* Excerpted passage:
>>>>

The building has 29 storeys. At 146 meters, a set-back top houses the top
floor with its high arched windows for personal offices as well as the water
tower.
The building was acquired in the 1980s by its present owners, by the
Lebanese Dalloul family.
Sister building
In 2002, plans for a sister building immediately to the west were
publicized. In a design by Gruzen Samton, a 23-storey glass tower would be
separated by a 15 cm gap—necessitated by the earthquake codes—bridged over
on every floor to double the original building's space. In October 2006, it
was announced that the annex property was being sold to Dubai-based
developer Istithmar, which also owns the adjacent 6 Times Square (formerly
the Knickerbocker Hotel). Isithmar's plans to build a hotel/condominium
building presumably signals an end for the office tower scheme, which had
been developed through architectural working drawings.
Interior
The Bush Tower is an office building. The interior decor features extensive
oak panelling, oriental carpets and antique furniture.

<<<<

* Tasks to carry out:
#1 Answer these questions about the Bush Tower passage:
(a) How many storeys does the building have?
(b) Who acquired the building in the 1980s?
(c) How wide was the gap meant to separate the planned sister building from the original?
#2 From the Bush Tower passage, return the text word for word, from "The building was" up to and including "architectural working drawings.".

* Recorded information:
>>>>

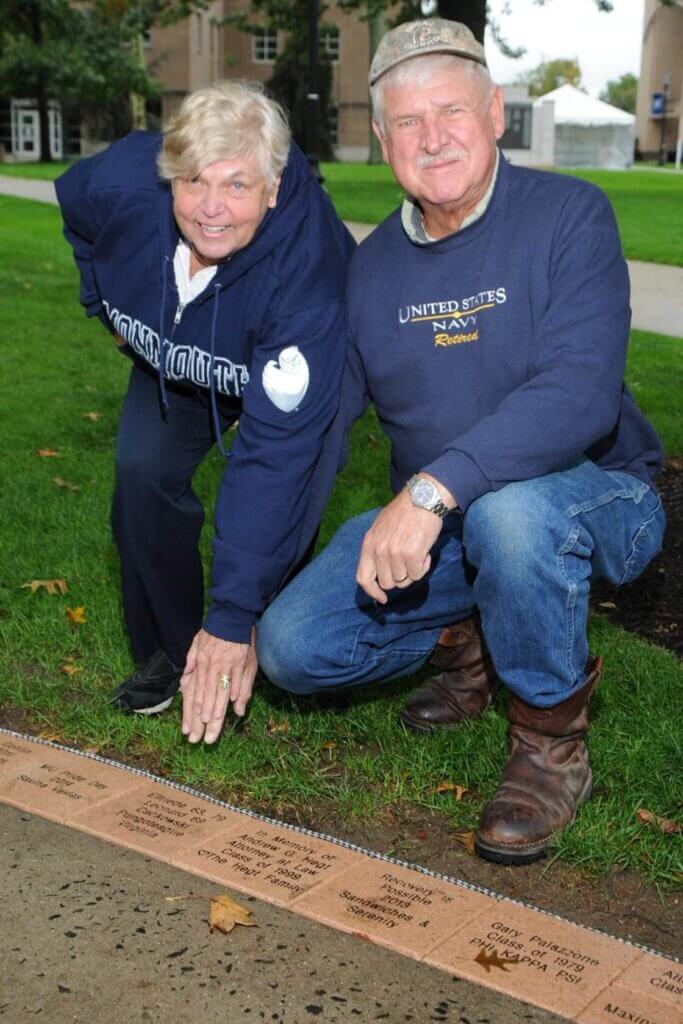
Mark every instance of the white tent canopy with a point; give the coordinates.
(589, 132)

<<<<

* Solutions for each task:
#1
(a) 29 storeys.
(b) The Lebanese Dalloul family.
(c) 15 cm.

#2
The building was acquired in the 1980s by its present owners, by the
Lebanese Dalloul family.
Sister building
In 2002, plans for a sister building immediately to the west were
publicized. In a design by Gruzen Samton, a 23-storey glass tower would be
separated by a 15 cm gap—necessitated by the earthquake codes—bridged over
on every floor to double the original building's space. In October 2006, it
was announced that the annex property was being sold to Dubai-based
developer Istithmar, which also owns the adjacent 6 Times Square (formerly
the Knickerbocker Hotel). Isithmar's plans to build a hotel/condominium
building presumably signals an end for the office tower scheme, which had
been developed through architectural working drawings.